RECORDS
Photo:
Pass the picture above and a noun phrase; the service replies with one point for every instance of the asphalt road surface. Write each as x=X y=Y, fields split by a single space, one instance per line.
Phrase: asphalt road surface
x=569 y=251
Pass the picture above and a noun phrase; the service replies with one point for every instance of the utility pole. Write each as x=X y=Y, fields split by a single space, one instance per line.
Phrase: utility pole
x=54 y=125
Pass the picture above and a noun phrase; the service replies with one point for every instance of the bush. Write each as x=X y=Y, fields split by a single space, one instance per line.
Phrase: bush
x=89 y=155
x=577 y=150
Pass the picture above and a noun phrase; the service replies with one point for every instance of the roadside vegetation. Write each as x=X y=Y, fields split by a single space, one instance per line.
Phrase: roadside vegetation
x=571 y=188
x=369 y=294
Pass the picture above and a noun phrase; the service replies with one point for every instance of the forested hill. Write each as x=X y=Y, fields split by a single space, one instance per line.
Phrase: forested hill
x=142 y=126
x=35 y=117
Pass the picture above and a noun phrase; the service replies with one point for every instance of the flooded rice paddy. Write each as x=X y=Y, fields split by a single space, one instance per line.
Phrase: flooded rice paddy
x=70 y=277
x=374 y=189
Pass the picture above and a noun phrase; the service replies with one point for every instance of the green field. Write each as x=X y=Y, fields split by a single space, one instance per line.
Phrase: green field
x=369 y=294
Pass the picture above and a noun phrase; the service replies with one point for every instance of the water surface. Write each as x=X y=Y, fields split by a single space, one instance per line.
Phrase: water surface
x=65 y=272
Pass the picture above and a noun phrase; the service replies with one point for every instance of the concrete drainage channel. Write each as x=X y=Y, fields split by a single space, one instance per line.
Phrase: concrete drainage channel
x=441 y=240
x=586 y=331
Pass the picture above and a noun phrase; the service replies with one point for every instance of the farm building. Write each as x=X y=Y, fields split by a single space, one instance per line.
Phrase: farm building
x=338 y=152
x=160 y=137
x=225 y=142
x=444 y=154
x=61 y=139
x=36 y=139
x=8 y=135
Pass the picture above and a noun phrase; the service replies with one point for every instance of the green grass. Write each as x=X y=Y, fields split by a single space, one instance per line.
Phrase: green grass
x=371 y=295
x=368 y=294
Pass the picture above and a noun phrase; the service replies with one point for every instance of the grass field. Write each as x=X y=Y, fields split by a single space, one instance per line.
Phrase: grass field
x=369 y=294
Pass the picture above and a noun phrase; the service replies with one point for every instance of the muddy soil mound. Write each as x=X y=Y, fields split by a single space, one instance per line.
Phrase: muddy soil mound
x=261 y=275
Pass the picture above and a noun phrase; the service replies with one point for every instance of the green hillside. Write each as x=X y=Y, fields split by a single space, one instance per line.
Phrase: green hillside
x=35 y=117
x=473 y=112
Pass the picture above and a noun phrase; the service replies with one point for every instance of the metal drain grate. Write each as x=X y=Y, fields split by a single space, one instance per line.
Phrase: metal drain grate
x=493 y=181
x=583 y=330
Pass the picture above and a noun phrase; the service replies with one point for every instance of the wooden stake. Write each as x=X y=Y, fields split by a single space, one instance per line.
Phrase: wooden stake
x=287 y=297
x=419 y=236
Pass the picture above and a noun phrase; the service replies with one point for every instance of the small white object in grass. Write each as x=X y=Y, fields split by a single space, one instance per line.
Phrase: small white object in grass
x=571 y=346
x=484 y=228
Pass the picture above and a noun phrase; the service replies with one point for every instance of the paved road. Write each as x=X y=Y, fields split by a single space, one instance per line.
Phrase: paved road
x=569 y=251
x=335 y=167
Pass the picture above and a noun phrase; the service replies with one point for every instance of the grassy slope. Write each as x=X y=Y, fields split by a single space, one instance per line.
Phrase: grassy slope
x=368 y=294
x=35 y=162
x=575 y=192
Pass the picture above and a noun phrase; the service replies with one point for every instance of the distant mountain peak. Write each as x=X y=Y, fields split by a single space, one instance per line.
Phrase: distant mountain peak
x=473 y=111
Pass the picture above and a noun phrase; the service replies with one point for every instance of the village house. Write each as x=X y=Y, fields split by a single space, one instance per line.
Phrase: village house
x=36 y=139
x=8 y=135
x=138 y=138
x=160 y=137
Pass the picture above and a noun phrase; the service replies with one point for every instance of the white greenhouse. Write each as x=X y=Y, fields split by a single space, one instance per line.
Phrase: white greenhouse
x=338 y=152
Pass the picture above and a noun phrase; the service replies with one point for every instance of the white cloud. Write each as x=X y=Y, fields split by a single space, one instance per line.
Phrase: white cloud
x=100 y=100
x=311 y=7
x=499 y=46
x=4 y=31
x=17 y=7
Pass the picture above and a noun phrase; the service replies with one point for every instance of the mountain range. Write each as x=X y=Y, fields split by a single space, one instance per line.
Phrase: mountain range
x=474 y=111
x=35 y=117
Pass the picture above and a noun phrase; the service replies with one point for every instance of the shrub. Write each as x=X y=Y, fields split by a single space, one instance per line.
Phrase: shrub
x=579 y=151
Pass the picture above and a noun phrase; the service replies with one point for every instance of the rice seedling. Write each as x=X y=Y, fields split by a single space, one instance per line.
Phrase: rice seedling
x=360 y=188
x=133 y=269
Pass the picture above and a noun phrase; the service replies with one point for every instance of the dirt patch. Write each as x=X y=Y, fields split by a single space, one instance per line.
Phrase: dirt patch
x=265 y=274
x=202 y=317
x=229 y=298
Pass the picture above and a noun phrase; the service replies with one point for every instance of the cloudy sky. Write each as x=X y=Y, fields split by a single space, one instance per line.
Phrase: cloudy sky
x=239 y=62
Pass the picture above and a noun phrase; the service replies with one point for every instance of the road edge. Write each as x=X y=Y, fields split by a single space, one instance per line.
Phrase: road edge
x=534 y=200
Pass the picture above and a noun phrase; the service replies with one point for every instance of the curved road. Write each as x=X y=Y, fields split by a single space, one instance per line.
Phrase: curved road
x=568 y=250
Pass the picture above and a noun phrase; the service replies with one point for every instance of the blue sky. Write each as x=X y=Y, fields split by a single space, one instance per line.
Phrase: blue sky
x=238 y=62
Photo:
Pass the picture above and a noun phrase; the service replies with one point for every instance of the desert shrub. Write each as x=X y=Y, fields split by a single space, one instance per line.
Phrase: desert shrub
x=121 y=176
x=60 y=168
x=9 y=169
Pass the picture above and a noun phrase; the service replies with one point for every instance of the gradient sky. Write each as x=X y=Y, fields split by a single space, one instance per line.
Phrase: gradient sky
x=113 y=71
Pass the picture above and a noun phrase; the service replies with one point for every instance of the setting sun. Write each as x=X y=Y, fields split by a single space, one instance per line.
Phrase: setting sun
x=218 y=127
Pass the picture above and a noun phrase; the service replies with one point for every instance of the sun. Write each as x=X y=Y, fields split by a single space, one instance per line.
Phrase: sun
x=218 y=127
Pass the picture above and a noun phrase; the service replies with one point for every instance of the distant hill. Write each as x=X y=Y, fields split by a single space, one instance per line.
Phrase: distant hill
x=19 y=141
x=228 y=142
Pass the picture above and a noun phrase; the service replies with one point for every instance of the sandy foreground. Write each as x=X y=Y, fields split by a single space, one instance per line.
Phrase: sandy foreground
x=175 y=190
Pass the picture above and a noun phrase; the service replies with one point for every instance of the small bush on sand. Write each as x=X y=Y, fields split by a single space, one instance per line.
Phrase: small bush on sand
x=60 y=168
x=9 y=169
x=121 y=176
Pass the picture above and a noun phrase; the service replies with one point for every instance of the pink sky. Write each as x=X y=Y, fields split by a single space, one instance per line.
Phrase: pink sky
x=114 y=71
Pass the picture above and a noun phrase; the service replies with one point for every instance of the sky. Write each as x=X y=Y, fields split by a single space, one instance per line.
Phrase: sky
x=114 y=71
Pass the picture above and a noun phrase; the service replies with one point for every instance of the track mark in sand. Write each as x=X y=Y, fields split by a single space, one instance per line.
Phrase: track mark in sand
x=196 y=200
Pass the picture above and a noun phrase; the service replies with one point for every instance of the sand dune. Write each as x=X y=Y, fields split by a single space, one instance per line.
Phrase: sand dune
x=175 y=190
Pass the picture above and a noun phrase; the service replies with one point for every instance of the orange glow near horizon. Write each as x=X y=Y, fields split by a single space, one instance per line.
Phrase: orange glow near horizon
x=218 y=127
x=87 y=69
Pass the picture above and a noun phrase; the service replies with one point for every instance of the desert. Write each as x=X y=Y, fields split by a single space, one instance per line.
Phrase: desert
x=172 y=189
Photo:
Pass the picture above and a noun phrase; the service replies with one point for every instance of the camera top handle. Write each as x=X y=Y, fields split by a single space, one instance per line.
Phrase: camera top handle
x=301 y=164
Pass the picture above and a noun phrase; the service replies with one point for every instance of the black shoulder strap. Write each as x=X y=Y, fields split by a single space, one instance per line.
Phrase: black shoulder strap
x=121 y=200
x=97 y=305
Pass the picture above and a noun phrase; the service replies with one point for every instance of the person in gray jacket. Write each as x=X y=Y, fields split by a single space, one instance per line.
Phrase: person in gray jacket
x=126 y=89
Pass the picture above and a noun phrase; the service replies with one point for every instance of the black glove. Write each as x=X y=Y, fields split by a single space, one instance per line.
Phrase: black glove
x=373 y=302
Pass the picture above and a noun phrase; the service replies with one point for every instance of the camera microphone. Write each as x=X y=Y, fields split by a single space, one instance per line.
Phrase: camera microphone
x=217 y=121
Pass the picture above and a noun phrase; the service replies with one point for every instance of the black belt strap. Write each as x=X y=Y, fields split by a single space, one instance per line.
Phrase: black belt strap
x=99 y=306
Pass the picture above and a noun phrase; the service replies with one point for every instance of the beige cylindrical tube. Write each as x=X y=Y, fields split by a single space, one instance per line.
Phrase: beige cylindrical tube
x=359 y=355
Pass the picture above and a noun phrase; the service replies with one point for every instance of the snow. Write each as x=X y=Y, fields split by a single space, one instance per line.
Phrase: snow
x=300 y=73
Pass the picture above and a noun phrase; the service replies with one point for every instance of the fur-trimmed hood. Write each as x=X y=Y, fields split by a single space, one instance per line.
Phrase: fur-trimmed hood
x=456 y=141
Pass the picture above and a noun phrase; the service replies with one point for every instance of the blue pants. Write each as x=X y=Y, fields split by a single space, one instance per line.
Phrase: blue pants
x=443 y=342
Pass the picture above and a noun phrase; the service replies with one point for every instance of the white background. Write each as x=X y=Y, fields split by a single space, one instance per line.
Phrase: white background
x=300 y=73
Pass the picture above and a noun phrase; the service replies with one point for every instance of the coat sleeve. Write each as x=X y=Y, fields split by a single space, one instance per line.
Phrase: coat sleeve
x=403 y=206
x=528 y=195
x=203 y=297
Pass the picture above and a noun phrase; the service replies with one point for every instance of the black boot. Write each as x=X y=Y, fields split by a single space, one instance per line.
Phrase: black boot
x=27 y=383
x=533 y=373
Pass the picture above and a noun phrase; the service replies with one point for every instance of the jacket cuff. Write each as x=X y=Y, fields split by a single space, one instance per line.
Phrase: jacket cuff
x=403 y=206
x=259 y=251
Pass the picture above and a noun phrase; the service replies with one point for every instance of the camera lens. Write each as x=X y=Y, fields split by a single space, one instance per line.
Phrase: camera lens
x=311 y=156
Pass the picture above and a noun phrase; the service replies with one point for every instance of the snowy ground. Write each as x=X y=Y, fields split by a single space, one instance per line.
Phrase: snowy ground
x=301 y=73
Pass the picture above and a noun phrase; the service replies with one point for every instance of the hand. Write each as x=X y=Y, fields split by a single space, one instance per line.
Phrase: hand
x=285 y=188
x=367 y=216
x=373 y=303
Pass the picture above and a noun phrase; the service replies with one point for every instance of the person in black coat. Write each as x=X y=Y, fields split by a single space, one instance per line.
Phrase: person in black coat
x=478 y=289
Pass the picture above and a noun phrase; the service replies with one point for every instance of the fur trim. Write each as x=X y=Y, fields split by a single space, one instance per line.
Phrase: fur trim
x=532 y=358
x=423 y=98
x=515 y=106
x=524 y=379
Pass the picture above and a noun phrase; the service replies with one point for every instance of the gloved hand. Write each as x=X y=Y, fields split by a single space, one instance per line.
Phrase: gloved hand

TASK GOAL
Could you reproduce, character for character, the lines of the material above, from the line with "the small bush" up to and including the line with "x=196 y=200"?

FULL OUTPUT
Pass the picture above and a noun phrase; the service replies with one point for every instance of the small bush on sand. Write each as x=X y=Y, fields split by a single space, one instance per line.
Phrase: small bush on sand
x=60 y=168
x=9 y=169
x=121 y=176
Pass the picture above and a noun phrase; the service replies with one point for every instance of the pink sky. Write each as x=X y=Y, fields split by a single space, one instance per line.
Phrase: pink sky
x=114 y=71
Pass the picture above and a noun phrase; the service replies with one point for every instance of the sky. Write each as x=X y=Y, fields split by a single space, one instance per line.
Phrase: sky
x=114 y=71
Pass the picture above and a noun phrase; the service replies with one point for every instance of the track mark in sand. Write each as x=X y=Y, fields split by a single space, one instance per line.
Phrase: track mark in sand
x=196 y=200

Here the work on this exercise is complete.